> [PROBLEM REQUIREMENTS]: Which lines in the material below contain the string "column"? Gather every one of them and copy each line in full.

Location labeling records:

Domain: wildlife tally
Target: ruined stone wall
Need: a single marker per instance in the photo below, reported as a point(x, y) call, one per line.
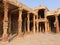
point(13, 0)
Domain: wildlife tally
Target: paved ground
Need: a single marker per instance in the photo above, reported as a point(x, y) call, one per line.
point(36, 39)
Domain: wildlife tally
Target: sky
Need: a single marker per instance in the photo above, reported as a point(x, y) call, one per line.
point(50, 4)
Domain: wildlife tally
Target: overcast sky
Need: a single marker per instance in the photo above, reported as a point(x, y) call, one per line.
point(51, 4)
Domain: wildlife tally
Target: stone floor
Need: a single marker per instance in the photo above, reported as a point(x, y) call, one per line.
point(36, 39)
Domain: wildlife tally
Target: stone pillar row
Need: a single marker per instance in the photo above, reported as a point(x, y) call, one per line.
point(5, 22)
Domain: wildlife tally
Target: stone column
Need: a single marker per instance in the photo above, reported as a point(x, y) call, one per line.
point(48, 27)
point(34, 23)
point(9, 25)
point(37, 23)
point(57, 25)
point(46, 30)
point(28, 22)
point(20, 23)
point(5, 22)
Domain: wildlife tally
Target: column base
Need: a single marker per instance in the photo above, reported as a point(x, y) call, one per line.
point(27, 33)
point(19, 35)
point(5, 38)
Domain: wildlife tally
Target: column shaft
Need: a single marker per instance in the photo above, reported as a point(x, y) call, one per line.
point(34, 23)
point(57, 25)
point(37, 23)
point(28, 22)
point(20, 23)
point(46, 25)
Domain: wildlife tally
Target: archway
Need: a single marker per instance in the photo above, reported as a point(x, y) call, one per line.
point(51, 20)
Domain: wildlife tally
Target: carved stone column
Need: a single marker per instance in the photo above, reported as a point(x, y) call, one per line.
point(20, 23)
point(37, 23)
point(28, 22)
point(48, 27)
point(9, 25)
point(57, 25)
point(46, 30)
point(5, 22)
point(34, 23)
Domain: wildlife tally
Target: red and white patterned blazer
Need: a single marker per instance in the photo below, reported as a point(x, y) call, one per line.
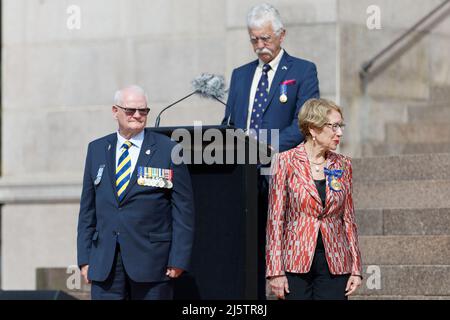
point(296, 214)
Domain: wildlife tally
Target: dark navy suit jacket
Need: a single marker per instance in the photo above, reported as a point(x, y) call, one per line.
point(155, 225)
point(277, 115)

> [FINISHED TASK]:
Target: stone column
Target: column base
Target: column shaft
Target: carved stone column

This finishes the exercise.